Prélevez mot pour mot, dans l'extrait du document, le passage qui s'ouvre sur les mots contenant « Et nous voici, par » et se termine par « de les franchir. ».

» Extrait du document
↓

Quand le curé Badilon vient requérir de Sygne de Coûfontaine non pas en somme ceci ou cela mais qu’elle considère ceci, [c’est] qu’[en somme] à refuser ce que déjà le vilain Turelure lui a proposé, elle se trouve en somme être elle-même la clé de ce moment historique où le Père de tous les fidèles sera ou non à ses ennemis livré, assurément le saint Badilon ne lui impose à proprement parler aucun devoir. Il va plus loin, ce n’est même point à sa force qu’il fait appel – dit-il et écrit Claudel – mais à sa faiblesse. Il lui montre, ouvert devant elle, l’abîme de cette acceptation par quoi elle se fera l’agent d’un acte de délivrance sublime, mais où, remarquez-le bien, tout est fait pour nous montrer que ce faisant elle doit renoncer en elle-même à quelque chose qui va plus loin bien sûr que tout attrait, que tout plaisir possible, tout devoir même, mais à ce qui est son être même, au pacte qui la lie depuis toujours à sa fidélité à sa propre famille. Elle doit épouser l’exterminateur de sa famille, <renoncer> à l’engagement sacré qu’elle vient de prendre à l’endroit de celui qu’elle aime, à quelque chose qui la porte à proprement parler, non pas sur les limites de la vie car nous savons que c’est une femme qui ferait volontiers, comme elle l’a montré dans son passé, sacrifice de sa vie, mais ce qui pour elle comme pour tout être vaut plus que sa vie, non pas seulement ses raisons de vivre mais ce qui est ce en quoi elle reconnaît son être même.
Et nous voici, par ce que j’appelle provisoirement [cette] tragédie contemporaine, portés à proprement parler sur les limites qui sont celles dont je vous ai appris l’année dernière l’approche avec Antigone, sur les limites de la seconde mort, à ceci près qu’il est ici demandé au héros, à l’héroïne de les franchir.
Car si je vous ai montré l’année dernière ce que signifie le destin tragique ; si j’ai pu arriver je crois à vous le faire repérer dans une topologie que nous avons appelée sadienne, à savoir dans ce lieu qui a été baptisé ici, j’entends par mes auditeurs, de l’entre-deux-morts ; si j’ai montré que ce [jeu] <lieu> se franchit à passer non pas comme on le dit en une espèce de ritournelle par delà le bien et le mal (ce qui est une belle formule pour obscurcir ce dont il s’agit), mais par delà [le bien] <le Beau> à proprement parler ; si la seconde mort est cette limite qui se désigne et qui se [voit] <voile> aussi de ce que j’ai appelé le phénomène de la beauté, celui qui éclate dans le texte sophocléen au moment où Antigone ayant franchi la limite de sa condamnation non seulement acceptée mais provoquée par Créon, le chœur éclate dans le chant Ervw nÛkate mxan/Erôs anikate machan/, Éros invincible au combat… je vous rappelle ces termes pour vous montrer qu’ici, après vingt siècles d’ère chrétienne, c’est au-delà de cette limite que nous porte le drame de Sygne de Coûfontaine. Là où l’héroïne antique est identique à son destin, Atè, à cette loi pour elle loi divine qui la porte dans l’épreuve, c’est contre sa volonté, contre tout ce qui la détermine, non pas dans sa vie mais dans son être, que l’autre héroïne par un acte de liberté doit aller contre tout ce qui tient à son être jusqu’en ses plus intimes racines.

↑

» Données fournies
↓

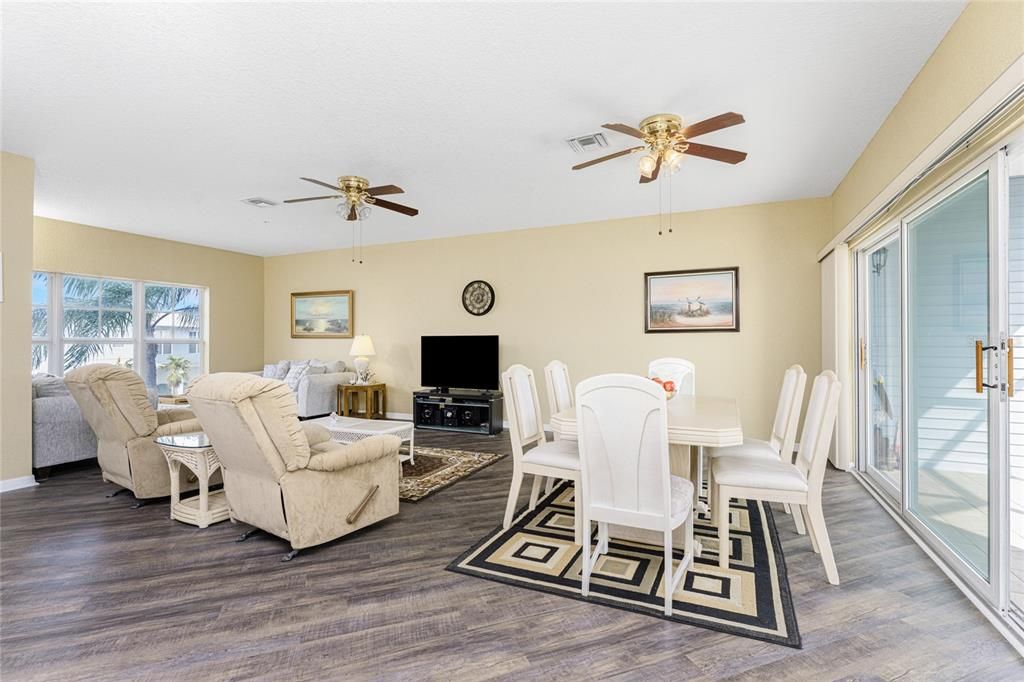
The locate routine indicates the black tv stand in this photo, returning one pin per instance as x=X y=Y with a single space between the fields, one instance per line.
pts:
x=459 y=410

↑

» Résultat
Et nous voici, par ce que j’appelle provisoirement [cette] tragédie contemporaine, portés à proprement parler sur les limites qui sont celles dont je vous ai appris l’année dernière l’approche avec Antigone, sur les limites de la seconde mort, à ceci près qu’il est ici demandé au héros, à l’héroïne de les franchir.